*PROBLEMS TO WORK ON*
1. Reproduce the passage of the Django mailing-list message between "On Apr 7, 1:28" and "that without patch?", inclusive.
2. Continue the Django mailing-list message about unique email addresses from the point where it stops.

*DOCUMENT EXCERPT*
>> Begin

Thanks for the snippet Michael, it is quite useful. Now hopefully my
users won't risk to register with an already-existing email address.

However, as you said, I'd like something a bit more consistent so to
avoid bad surprises. Forking the contrib.auth is quite tempting, but
I've had bad experiences with that kind of practice in the past (I
used a patch for contrib.auth that implemented newforms instead of
oldforms, but I later realised it was buggy and had to revert to the
original version).

In fact, I'd prefer to leave what comes with Django, including contrib
apps, untouched. So that I can benefit from bug fixing and
implementation of new features done by the community.

How about hijacking the User EmailField definition with Python
setattr? Would that be possible/safe and how?

Cheers!

Julien

On Apr 7, 1:28 am, Michael <[EMAIL PROTECTED]> wrote:
> I have this style of e-mail usernames for my sites and where it might be not
> as tight as possible, I have an implementation that works.
>
> > 1) Make sure that emails are unique. According to the thread [1]
> > there's no straight forward solution other than patching Django, and I
> > hate patching Django. But maybe since that thread there's been new
> > features allowing to do that without patch?
>
> >http://groups.google.com/group/django-users/browse_thread/thread/8712...

>> End

*INFORMATION SUPPLIED*
>> Begin

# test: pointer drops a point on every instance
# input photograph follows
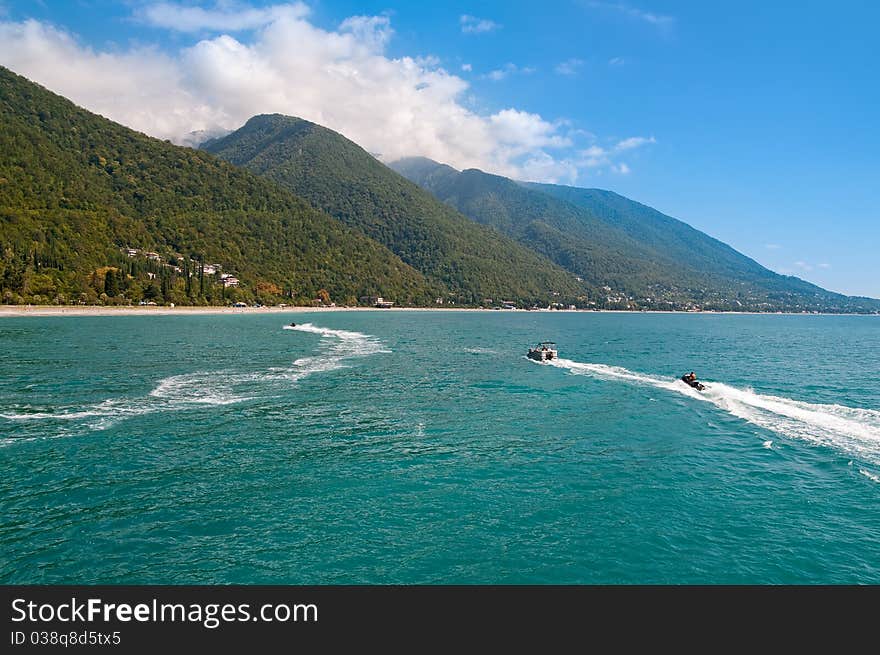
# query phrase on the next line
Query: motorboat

>> End

*TASK ANSWERS*
1.
On Apr 7, 1:28 am, Michael <[EMAIL PROTECTED]> wrote:
> I have this style of e-mail usernames for my sites and where it might be not
> as tight as possible, I have an implementation that works.
>
> > 1) Make sure that emails are unique. According to the thread [1]
> > there's no straight forward solution other than patching Django, and I
> > hate patching Django. But maybe since that thread there's been new
> > features allowing to do that without patch?

2.
>
> In an environment that has users register on the site, django-registration
> offers a form that checks for uniqueness of the email address. This works
> well as it stops users from registering with duplicate email addresses. The
> key next is to make sure no one who has access to add more users directly
> doesn't add someone with the same e-mail address.
>
> If this is important for you what I would recommend is pulling contrib.auth
> out of the django package into your project and customize it. Contrib apps
> are just that, apps. Just make sure all your settings.py paths point to the
> new one. You can add a few lines of code to the add_view of auth straight
> from django-registration to make sure e-mail is unique. Once you do that you
> should have unique e-mails all around and you didn't need to touch the
> django package, just use a chunk of code.
>
>
>
> > <http://groups.google.com/group/django-users/browse_thread/thread/8712...>
>
> > 2) Generate usernames automatically, since they're not really used
> > anymore but can't stay blank. For example, automatically setting a new
> > user name to "user_8371" if 8371 is the user id. How could I do that,
> > since the User class is built in Django?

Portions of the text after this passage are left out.